Below, copy without change the lines of the material from the one containing "Would you kindly put a point on the shoreline" through the one containing "point(415, 206)", both included.

[Image point annotation entries]
----------------

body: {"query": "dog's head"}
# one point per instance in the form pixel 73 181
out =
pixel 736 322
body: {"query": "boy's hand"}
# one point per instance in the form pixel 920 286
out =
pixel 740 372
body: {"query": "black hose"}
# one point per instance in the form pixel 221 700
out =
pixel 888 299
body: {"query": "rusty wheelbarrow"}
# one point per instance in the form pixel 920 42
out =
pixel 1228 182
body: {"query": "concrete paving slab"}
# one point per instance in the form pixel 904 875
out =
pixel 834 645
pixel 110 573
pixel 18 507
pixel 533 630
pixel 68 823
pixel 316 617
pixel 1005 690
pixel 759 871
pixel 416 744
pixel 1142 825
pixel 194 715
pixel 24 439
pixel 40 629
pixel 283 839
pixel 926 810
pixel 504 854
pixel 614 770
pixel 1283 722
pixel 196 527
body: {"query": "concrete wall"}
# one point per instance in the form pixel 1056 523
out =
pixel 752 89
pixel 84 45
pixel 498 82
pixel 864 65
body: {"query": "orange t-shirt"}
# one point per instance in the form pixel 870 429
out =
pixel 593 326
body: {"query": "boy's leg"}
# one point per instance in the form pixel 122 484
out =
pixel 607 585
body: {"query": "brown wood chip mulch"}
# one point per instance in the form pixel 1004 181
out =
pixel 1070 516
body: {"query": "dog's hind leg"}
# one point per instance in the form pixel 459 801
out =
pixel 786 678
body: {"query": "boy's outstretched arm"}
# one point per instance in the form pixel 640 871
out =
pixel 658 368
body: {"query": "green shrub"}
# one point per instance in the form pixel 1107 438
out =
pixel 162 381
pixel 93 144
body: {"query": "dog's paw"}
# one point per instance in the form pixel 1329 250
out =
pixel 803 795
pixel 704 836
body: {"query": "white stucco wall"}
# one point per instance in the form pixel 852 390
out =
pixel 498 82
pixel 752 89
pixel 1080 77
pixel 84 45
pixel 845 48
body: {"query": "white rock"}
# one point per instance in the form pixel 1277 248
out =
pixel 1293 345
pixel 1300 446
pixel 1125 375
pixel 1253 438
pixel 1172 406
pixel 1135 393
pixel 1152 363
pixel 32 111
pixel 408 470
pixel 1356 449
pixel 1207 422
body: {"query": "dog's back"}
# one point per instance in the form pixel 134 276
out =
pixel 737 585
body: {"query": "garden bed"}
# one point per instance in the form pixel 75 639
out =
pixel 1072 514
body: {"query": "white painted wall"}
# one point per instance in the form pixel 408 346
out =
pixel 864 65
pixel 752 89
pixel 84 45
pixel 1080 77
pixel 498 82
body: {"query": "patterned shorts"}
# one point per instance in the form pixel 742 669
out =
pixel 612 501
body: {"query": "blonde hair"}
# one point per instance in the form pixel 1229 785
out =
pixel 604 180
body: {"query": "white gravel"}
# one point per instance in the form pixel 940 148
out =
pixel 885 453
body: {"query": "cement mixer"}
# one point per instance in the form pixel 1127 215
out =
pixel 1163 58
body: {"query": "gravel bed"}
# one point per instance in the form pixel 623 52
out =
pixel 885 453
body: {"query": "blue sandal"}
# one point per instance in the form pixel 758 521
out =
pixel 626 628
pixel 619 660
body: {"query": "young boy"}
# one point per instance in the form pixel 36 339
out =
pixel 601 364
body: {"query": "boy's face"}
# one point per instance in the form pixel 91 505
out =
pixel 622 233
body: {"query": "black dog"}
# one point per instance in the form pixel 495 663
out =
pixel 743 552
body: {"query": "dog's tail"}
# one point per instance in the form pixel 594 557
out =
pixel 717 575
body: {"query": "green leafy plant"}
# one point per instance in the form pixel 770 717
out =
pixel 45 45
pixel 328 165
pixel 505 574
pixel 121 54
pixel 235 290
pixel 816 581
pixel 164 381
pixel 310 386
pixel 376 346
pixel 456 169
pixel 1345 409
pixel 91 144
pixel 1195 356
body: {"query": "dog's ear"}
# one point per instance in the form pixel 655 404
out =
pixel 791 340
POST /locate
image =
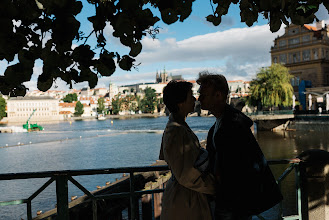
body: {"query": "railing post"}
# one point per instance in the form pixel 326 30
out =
pixel 299 192
pixel 29 210
pixel 133 203
pixel 94 209
pixel 62 197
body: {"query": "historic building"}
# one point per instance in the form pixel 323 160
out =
pixel 163 77
pixel 19 109
pixel 305 51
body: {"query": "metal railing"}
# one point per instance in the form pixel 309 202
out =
pixel 62 177
pixel 274 112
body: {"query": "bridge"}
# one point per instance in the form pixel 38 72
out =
pixel 272 120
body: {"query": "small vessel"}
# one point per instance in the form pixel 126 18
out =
pixel 101 117
pixel 32 127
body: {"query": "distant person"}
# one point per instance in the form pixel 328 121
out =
pixel 245 184
pixel 185 196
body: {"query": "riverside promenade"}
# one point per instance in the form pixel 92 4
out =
pixel 138 196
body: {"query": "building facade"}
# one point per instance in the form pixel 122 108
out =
pixel 19 109
pixel 305 51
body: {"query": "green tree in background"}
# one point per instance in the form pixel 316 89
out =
pixel 46 30
pixel 272 87
pixel 2 107
pixel 149 101
pixel 78 109
pixel 70 98
pixel 101 105
pixel 116 105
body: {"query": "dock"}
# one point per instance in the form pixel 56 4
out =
pixel 12 129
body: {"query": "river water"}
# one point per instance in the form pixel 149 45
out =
pixel 115 143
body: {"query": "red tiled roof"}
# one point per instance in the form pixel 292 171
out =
pixel 67 105
pixel 65 112
pixel 309 27
pixel 235 81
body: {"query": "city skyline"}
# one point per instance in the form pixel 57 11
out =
pixel 232 48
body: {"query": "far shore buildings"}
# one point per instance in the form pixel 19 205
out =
pixel 19 109
pixel 305 51
pixel 49 106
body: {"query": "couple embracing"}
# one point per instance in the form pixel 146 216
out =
pixel 230 179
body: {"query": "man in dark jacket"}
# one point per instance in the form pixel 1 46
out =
pixel 245 183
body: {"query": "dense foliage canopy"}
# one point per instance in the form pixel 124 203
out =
pixel 48 30
pixel 101 105
pixel 78 109
pixel 149 102
pixel 2 107
pixel 272 86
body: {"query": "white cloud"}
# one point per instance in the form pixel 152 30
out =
pixel 322 13
pixel 241 45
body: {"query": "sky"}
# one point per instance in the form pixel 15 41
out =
pixel 187 48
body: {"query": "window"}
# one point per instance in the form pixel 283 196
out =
pixel 306 38
pixel 306 55
pixel 293 41
pixel 293 31
pixel 283 58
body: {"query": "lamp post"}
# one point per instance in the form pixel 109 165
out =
pixel 309 102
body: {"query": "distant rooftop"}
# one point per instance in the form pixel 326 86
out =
pixel 32 98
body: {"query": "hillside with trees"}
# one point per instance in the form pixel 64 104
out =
pixel 45 31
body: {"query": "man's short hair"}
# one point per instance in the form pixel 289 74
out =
pixel 217 81
pixel 174 93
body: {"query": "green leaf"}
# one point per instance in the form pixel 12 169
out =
pixel 44 82
pixel 126 62
pixel 135 49
pixel 169 16
pixel 106 65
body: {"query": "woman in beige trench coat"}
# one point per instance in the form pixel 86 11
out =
pixel 185 196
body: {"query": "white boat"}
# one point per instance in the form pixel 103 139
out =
pixel 101 117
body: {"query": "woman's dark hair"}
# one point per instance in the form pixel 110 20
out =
pixel 174 93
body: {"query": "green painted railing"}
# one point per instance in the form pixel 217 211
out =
pixel 62 177
pixel 275 112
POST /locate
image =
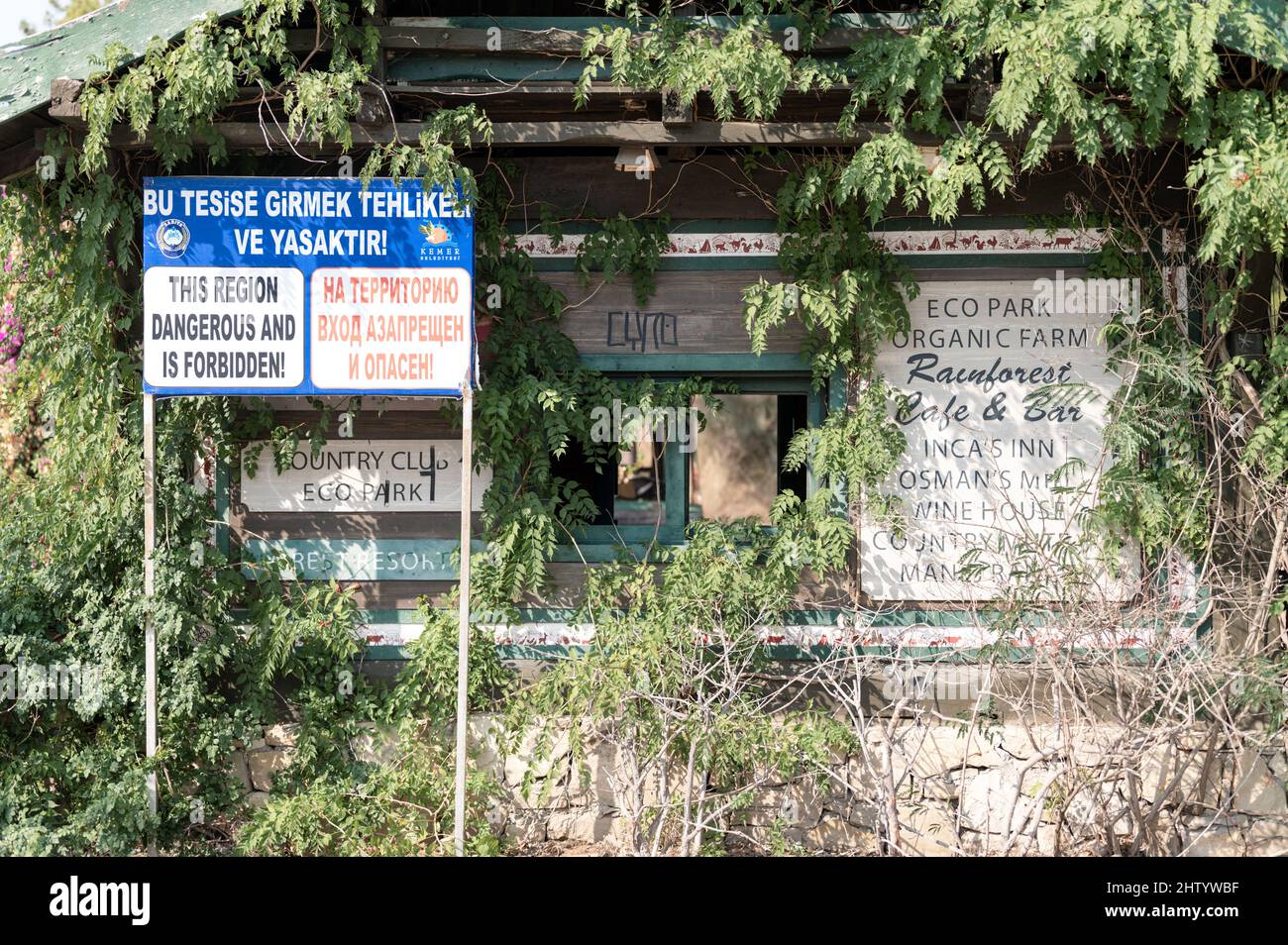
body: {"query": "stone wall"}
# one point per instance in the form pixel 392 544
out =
pixel 999 791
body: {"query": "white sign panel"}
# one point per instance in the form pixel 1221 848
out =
pixel 361 476
pixel 1008 387
pixel 223 329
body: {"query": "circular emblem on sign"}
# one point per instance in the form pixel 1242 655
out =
pixel 172 239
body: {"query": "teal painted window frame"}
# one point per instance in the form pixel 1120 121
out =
pixel 750 373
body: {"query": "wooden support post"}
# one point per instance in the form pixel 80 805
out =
pixel 463 641
pixel 150 671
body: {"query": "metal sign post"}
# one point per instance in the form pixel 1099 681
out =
pixel 150 630
pixel 463 640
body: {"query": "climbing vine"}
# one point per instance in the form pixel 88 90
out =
pixel 1098 78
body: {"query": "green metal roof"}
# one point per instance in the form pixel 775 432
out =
pixel 68 52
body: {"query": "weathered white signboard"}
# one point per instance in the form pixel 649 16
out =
pixel 1006 391
pixel 361 476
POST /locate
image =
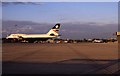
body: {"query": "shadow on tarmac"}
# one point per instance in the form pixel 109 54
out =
pixel 72 66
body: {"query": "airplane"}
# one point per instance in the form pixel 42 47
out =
pixel 53 33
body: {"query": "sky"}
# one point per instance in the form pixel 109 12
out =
pixel 51 12
pixel 88 14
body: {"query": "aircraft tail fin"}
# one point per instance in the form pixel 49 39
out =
pixel 54 30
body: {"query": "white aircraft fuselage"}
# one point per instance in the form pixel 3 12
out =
pixel 53 33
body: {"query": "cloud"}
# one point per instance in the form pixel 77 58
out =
pixel 22 3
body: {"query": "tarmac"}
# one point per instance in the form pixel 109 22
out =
pixel 69 58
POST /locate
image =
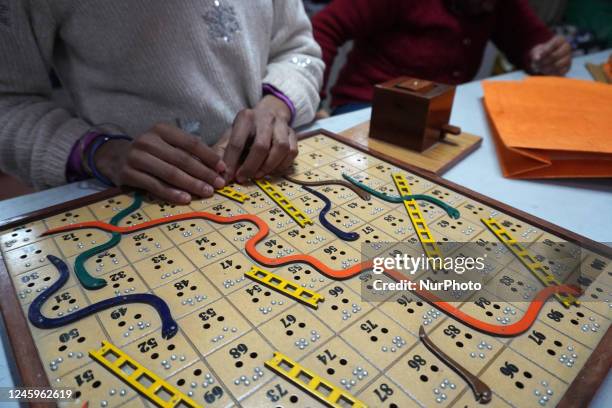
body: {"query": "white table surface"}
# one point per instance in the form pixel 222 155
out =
pixel 582 206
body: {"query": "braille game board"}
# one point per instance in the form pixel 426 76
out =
pixel 254 297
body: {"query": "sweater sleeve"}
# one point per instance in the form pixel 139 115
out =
pixel 36 135
pixel 518 30
pixel 295 67
pixel 346 20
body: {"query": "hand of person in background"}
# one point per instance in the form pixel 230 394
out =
pixel 165 161
pixel 262 137
pixel 551 58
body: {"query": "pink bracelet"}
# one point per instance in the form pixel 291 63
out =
pixel 272 90
pixel 74 165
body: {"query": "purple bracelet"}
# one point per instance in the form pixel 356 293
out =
pixel 272 90
pixel 74 165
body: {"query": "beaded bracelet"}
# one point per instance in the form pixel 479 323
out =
pixel 99 142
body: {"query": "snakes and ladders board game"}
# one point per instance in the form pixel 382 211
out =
pixel 266 295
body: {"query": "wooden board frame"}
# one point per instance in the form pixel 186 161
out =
pixel 31 371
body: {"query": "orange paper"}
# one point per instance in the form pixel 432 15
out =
pixel 548 127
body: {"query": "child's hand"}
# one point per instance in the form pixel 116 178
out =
pixel 552 58
pixel 164 161
pixel 274 143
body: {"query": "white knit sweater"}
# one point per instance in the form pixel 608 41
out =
pixel 133 63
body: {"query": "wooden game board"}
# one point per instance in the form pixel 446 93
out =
pixel 229 326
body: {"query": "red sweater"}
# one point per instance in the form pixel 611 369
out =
pixel 419 38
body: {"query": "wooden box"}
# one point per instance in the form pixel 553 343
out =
pixel 412 113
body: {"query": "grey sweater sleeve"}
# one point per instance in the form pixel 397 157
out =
pixel 295 66
pixel 36 135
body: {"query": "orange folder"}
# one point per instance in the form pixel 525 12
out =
pixel 548 127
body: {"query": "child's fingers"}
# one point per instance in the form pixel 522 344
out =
pixel 278 152
pixel 258 152
pixel 136 178
pixel 170 174
pixel 241 130
pixel 181 159
pixel 190 144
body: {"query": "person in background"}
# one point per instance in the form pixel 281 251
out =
pixel 438 40
pixel 236 74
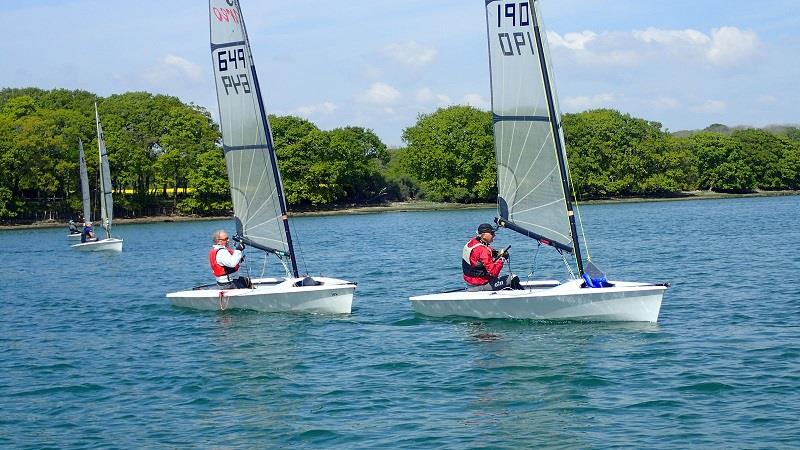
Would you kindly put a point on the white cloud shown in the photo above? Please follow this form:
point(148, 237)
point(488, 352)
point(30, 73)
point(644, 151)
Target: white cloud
point(171, 68)
point(664, 102)
point(477, 101)
point(322, 108)
point(671, 37)
point(427, 96)
point(582, 103)
point(410, 54)
point(573, 41)
point(380, 94)
point(723, 46)
point(424, 95)
point(767, 100)
point(730, 45)
point(712, 106)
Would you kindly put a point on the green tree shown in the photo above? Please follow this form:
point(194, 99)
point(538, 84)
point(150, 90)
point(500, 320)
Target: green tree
point(211, 193)
point(614, 154)
point(450, 155)
point(721, 163)
point(325, 167)
point(762, 152)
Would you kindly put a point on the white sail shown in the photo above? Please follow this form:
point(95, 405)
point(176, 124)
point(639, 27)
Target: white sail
point(256, 190)
point(106, 200)
point(527, 125)
point(87, 210)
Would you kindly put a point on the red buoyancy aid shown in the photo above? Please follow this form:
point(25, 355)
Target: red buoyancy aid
point(218, 269)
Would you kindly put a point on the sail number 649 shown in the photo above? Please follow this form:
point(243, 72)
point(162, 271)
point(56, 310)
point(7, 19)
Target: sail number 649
point(233, 59)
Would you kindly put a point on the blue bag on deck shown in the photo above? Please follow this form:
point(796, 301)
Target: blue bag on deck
point(594, 277)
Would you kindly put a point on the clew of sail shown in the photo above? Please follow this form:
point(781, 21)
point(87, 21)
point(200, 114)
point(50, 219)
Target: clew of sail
point(256, 190)
point(84, 184)
point(106, 198)
point(529, 144)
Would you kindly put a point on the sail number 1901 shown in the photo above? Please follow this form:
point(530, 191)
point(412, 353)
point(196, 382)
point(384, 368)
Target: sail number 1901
point(514, 14)
point(233, 60)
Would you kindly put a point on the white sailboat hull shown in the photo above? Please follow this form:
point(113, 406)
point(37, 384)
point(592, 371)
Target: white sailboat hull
point(109, 244)
point(625, 302)
point(332, 296)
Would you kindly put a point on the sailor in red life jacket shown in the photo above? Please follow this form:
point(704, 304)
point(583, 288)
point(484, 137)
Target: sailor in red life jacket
point(481, 264)
point(225, 263)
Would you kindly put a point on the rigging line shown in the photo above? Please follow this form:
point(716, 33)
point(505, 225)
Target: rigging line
point(543, 205)
point(577, 209)
point(299, 246)
point(555, 232)
point(259, 186)
point(507, 187)
point(569, 267)
point(534, 188)
point(533, 262)
point(530, 168)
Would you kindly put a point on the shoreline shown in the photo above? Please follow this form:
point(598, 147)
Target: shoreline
point(415, 206)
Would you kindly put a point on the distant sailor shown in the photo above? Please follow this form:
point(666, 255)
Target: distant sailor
point(481, 264)
point(87, 235)
point(225, 262)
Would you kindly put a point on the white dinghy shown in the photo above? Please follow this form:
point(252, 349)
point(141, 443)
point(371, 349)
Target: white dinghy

----------------

▸ EXERCISE RESULT:
Would you kindly put a point on the shoreline shown in the photo above? Please follow this form:
point(598, 147)
Target: shoreline
point(415, 206)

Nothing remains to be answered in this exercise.